Die Sehnsucht nach dem Ritual

Fast die Hälfte aller Jugendlichen in den neuen Bundesländern nimmt an Jugendfeiern teil. Vom sozialistischen Initiationsritual der DDR ist jedoch nicht mehr viel geblieben. Heute verlässt man die Kindheit mit Spaß und Geschenken, um in der DDR-Nostalgie der Erwachsenen anzukommen

VON EDITH KRESTA

Der Berliner Friedrichstadtpalast ist an diesem Samstagmorgen in Familienhand. Kleine Gruppen – Mama, Papa, Oma, Opa, Tante, Onkel, alle fein gemacht – warten im Foyer des Varietés, Kameras und Camcorder griffbereit. Gefeiert wird „das Ende der Kindheit“. Jungen und Mädchen um die 14 Jahre alt, haben sich herausgeputzt. Manche Mädchen tragen lange Kleider und hochhackige Schuhe und haben sich geschminkt. Die Jungen wirken dagegen klein in ihren dunklen Anzügen. Staksig und ungelenk, aber schön gekämmt und gegelt. Sieben Tickets ersteht eine Familie im Schnitt für eine Jugendfeier.

# # # # #

AUFGABENSTELLUNG:
Wie viele Tickets kauft eine Familie laut dem Text über die Jugendfeiern im Schnitt für eine Jugendfeier? Das Material spielt hierfür keine Rolle.

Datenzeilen

# # # # #

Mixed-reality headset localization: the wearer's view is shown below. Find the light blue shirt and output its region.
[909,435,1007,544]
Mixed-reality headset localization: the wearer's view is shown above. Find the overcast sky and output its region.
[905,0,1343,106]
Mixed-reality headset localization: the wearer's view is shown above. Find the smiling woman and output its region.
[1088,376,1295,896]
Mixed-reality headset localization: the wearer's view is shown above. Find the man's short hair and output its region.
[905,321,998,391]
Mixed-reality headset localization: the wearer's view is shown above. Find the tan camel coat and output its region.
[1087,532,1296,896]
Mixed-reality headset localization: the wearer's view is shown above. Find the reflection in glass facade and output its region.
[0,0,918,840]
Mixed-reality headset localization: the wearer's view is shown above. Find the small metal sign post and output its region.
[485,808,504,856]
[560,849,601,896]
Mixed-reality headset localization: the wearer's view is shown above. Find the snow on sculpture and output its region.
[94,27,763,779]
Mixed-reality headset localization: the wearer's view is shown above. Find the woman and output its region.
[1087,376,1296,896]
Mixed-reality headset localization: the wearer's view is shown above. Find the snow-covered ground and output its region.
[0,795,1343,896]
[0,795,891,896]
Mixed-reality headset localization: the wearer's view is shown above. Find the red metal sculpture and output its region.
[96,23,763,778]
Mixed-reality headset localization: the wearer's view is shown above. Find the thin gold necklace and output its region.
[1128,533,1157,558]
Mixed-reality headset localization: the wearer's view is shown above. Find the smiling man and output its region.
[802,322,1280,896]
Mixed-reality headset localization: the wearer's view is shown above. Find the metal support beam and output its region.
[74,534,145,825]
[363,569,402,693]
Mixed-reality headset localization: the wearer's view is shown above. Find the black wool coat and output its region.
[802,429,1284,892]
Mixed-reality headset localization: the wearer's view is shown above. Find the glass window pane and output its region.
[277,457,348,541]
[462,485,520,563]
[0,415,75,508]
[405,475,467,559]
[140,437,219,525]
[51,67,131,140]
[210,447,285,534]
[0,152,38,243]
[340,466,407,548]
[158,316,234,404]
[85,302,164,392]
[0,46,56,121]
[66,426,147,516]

# # # # #

RICHTIGE ANTWORT:
Eine Familie kauft im Schnitt sieben Tickets.